═════ Material provided

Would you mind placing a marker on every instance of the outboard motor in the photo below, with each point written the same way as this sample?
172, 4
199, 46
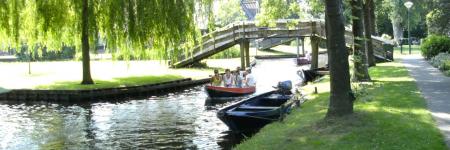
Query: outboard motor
285, 87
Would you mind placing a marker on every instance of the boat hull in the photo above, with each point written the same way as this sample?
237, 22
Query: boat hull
215, 91
254, 113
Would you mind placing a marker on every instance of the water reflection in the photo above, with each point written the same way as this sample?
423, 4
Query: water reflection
182, 120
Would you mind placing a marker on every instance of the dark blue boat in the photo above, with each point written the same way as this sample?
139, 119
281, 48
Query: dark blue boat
256, 112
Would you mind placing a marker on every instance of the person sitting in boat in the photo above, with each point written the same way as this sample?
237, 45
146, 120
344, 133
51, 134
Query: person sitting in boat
250, 79
216, 80
228, 78
238, 75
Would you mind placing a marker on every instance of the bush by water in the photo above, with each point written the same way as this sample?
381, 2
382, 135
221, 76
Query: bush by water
434, 44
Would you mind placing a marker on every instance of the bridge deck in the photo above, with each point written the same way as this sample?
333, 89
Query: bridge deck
236, 33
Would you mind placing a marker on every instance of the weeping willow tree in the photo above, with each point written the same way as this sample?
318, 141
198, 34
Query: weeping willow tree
130, 27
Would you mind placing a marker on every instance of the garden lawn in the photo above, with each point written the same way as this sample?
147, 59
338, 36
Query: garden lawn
115, 82
391, 115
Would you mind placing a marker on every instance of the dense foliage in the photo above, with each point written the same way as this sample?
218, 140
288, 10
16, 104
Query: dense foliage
272, 10
442, 61
438, 19
230, 11
435, 44
64, 54
129, 27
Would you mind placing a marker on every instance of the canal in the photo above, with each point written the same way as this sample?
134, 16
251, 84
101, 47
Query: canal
180, 120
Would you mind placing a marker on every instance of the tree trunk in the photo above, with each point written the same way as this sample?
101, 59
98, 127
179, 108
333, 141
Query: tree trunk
372, 17
398, 31
87, 79
368, 32
341, 99
359, 49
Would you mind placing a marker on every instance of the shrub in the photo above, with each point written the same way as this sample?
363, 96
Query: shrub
441, 61
434, 44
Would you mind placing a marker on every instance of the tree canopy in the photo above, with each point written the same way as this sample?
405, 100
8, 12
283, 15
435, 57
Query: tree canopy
129, 27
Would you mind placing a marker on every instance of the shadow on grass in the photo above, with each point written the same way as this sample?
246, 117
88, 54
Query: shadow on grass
389, 72
3, 90
395, 117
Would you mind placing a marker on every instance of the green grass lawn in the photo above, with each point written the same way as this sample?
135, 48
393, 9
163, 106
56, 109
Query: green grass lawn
415, 49
115, 82
391, 115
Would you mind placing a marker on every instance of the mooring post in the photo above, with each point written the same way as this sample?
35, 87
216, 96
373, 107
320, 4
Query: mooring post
298, 47
315, 52
242, 47
247, 53
314, 47
303, 46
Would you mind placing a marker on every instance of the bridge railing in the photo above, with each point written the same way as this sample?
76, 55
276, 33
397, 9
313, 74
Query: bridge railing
237, 31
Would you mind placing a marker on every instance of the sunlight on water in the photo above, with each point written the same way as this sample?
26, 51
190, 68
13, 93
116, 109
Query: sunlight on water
172, 121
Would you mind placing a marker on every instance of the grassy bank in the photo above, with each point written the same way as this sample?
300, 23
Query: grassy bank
53, 75
115, 82
415, 49
390, 115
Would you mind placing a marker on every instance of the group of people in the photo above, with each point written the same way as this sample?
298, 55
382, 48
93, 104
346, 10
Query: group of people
238, 78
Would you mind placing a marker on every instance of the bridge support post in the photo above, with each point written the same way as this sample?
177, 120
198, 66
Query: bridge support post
247, 53
315, 52
303, 46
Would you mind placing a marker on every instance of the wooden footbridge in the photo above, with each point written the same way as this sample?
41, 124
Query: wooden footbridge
242, 32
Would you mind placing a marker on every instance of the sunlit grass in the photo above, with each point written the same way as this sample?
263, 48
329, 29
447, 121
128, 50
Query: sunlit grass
415, 49
15, 75
116, 82
391, 115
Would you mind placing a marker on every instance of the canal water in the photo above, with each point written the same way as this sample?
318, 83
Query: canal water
181, 120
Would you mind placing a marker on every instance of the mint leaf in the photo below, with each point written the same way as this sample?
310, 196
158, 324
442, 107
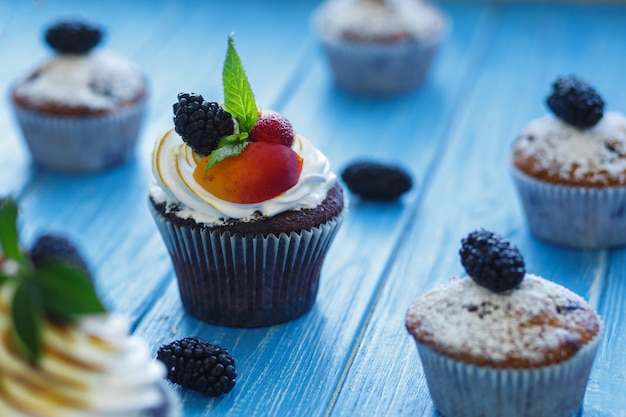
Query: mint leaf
8, 230
238, 95
68, 292
27, 315
226, 151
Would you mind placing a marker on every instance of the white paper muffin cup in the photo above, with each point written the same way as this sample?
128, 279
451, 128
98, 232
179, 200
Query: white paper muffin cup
81, 143
246, 280
460, 389
578, 217
379, 69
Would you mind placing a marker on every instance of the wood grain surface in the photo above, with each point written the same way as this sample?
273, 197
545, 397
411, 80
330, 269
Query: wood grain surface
351, 355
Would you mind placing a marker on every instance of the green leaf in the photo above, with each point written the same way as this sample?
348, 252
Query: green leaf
225, 151
8, 230
238, 95
68, 292
27, 315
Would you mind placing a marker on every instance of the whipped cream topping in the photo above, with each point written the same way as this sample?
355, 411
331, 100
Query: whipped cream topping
98, 81
173, 164
462, 317
378, 19
93, 369
569, 152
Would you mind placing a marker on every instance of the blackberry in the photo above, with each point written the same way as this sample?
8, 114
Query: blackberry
492, 261
199, 365
200, 123
51, 246
73, 36
575, 102
376, 181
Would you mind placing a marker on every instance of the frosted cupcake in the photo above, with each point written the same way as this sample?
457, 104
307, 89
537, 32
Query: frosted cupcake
570, 169
378, 47
503, 342
62, 354
80, 110
247, 208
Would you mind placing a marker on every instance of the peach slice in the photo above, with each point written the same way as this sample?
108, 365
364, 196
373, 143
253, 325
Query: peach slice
262, 171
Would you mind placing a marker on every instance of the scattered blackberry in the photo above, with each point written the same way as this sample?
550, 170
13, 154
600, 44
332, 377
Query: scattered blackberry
73, 36
575, 102
199, 365
376, 181
492, 261
51, 246
200, 123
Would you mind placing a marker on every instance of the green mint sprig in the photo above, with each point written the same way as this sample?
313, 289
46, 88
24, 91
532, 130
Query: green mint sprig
239, 102
55, 289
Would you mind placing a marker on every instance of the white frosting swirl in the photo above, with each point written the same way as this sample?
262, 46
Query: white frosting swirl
91, 369
173, 164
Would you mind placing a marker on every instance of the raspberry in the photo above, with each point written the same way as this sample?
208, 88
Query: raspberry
51, 246
199, 365
376, 181
273, 127
492, 261
73, 37
201, 124
575, 102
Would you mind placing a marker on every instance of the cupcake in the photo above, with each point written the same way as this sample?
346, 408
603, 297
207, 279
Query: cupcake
80, 110
62, 354
379, 47
570, 169
247, 208
503, 342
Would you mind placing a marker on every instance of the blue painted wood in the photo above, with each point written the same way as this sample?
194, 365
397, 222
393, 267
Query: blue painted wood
350, 355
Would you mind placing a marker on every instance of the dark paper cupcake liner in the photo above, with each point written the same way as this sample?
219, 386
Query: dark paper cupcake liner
246, 280
82, 143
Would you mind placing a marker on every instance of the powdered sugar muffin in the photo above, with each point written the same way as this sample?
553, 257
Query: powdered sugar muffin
570, 169
80, 110
503, 342
378, 47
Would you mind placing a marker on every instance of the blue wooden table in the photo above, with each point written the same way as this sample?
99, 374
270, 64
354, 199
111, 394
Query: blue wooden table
351, 355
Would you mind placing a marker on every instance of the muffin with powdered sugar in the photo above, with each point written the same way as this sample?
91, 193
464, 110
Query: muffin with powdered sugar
503, 342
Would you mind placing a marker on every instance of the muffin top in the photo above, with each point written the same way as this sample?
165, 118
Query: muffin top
379, 20
76, 81
76, 85
577, 145
502, 317
552, 150
536, 324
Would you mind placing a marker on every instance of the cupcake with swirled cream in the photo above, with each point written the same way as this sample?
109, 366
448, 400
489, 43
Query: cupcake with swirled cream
246, 207
570, 169
62, 354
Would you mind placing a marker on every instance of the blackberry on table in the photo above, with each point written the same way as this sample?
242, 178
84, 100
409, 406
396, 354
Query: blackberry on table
51, 246
73, 36
200, 123
575, 102
376, 181
492, 261
199, 365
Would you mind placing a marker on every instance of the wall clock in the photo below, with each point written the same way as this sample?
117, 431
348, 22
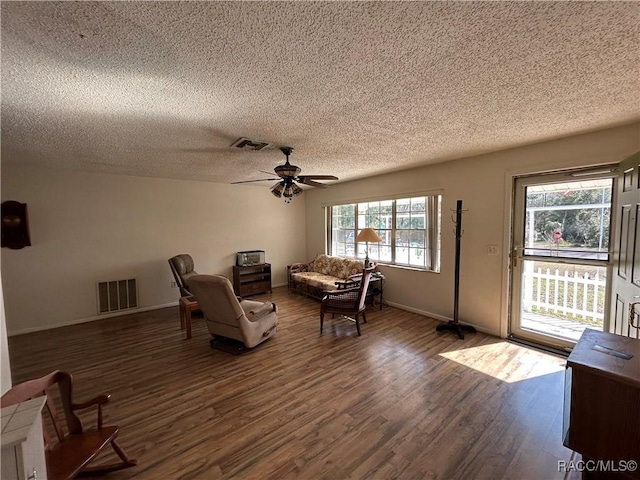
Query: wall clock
15, 225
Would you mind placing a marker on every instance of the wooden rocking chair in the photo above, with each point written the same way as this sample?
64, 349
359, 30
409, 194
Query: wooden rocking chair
69, 455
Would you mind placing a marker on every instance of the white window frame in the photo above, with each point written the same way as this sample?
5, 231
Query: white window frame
345, 220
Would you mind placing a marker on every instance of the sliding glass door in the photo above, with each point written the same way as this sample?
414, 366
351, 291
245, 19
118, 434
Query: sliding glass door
560, 259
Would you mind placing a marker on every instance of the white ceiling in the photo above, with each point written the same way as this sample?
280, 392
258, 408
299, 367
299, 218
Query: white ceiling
357, 88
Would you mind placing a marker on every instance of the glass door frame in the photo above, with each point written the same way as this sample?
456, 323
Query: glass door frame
518, 246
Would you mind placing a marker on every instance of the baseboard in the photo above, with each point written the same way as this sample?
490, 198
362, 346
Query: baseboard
440, 318
91, 319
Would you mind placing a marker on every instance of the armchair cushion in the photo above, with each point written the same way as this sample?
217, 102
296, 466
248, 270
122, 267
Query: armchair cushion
183, 269
248, 321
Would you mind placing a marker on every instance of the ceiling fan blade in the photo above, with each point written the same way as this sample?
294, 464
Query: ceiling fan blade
249, 181
311, 183
317, 177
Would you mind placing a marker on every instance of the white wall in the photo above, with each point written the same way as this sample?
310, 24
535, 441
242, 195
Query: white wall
5, 364
88, 227
483, 183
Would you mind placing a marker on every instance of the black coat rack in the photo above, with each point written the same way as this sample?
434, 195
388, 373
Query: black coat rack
454, 325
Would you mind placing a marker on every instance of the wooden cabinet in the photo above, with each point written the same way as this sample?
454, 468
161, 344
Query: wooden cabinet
252, 279
602, 395
23, 456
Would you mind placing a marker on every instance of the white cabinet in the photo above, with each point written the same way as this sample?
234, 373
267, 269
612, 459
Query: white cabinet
22, 442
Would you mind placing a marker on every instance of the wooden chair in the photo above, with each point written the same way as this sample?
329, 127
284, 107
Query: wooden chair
348, 302
67, 454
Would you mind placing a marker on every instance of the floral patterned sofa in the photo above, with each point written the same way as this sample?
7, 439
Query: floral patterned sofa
321, 274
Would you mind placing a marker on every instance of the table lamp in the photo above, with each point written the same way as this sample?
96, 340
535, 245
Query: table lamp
367, 235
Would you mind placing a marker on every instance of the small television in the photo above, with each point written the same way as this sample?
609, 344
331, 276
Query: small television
249, 257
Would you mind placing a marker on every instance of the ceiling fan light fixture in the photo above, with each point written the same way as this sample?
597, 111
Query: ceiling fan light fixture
287, 170
277, 189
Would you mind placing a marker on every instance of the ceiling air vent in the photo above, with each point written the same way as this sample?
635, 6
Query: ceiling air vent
247, 144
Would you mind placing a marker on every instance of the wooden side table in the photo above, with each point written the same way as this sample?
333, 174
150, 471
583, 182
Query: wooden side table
187, 305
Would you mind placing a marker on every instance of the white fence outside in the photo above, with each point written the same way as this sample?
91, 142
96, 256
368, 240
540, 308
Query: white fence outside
577, 296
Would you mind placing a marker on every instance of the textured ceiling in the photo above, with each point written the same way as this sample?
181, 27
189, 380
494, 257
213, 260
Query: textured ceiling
163, 89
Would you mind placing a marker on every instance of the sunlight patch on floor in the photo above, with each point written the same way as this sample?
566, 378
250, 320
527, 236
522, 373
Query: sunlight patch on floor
498, 360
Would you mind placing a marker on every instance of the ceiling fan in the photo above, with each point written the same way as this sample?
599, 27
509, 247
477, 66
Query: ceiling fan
289, 175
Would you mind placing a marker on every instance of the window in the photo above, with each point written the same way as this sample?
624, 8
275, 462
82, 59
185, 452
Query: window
409, 228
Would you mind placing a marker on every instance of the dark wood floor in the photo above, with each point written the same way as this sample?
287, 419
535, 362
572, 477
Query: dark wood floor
401, 401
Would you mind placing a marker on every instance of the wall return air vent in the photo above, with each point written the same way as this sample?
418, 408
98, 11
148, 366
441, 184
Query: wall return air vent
117, 295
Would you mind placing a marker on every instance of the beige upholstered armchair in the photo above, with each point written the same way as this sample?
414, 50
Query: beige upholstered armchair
228, 316
182, 268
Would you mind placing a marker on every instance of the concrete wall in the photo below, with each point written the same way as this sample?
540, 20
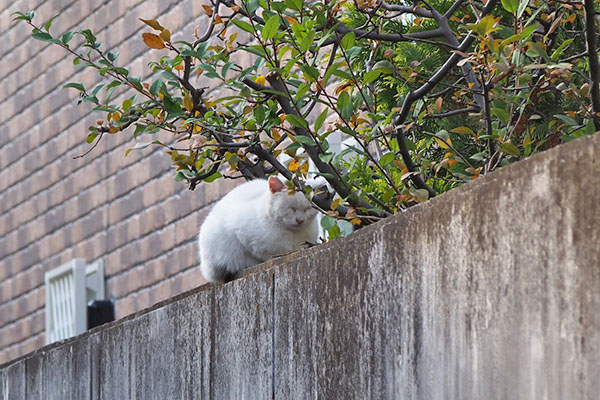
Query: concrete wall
491, 291
53, 208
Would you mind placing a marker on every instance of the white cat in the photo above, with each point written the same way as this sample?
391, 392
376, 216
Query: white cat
253, 223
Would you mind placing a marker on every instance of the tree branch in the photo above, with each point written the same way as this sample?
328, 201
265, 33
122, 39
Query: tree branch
592, 46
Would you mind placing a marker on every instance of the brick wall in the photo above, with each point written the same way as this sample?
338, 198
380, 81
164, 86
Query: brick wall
128, 211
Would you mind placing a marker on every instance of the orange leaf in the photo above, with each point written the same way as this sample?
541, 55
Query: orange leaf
438, 104
261, 80
165, 35
294, 165
153, 41
207, 10
304, 168
153, 24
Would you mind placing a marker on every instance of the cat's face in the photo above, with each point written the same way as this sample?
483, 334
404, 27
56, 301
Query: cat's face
294, 212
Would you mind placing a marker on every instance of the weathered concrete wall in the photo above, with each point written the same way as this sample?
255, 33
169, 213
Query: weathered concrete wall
491, 291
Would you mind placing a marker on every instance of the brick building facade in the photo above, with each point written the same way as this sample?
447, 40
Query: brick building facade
128, 211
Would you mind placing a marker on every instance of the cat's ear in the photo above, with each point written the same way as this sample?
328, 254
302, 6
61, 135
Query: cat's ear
275, 185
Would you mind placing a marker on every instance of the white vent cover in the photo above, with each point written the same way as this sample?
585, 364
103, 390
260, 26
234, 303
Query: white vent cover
69, 288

══════════

What is needed => Repeat exactly, and only, the lines from the one containing "of the orange" through the end of the material.

Answer for the task =>
Would you mind placing a marker on every instance of the orange leaf in the photo above, with each point written the same way as this sample?
541, 55
Query: orange leaf
438, 104
261, 80
165, 35
294, 165
153, 41
207, 10
304, 168
153, 24
Would you mind placing a marker on every instance of the cat's face in the photo above, with each point written the same way as this sample?
483, 334
404, 27
56, 301
Query: cat's face
294, 212
Would you mind placing a marker on every instance of the weathered concrete wall in the photo above, with each point written the same way as this sample?
255, 33
169, 213
Query: weathered concrete wall
491, 291
Would you mind placing a marker on every instance of the brick building facade in the photo above, with each point written the same way as this sample?
447, 40
Query: brick building facade
128, 211
Would you mind placing a marker on every instance of the cat's ear in the photo above, with each point written the same way as this sample?
328, 254
302, 6
61, 135
Query: cat's ear
275, 185
Would you mind placing a marker on every instance of the white vent cover in the photo above, with each point written the same way as this sample?
585, 364
103, 390
260, 26
234, 303
Query: white vent cover
69, 288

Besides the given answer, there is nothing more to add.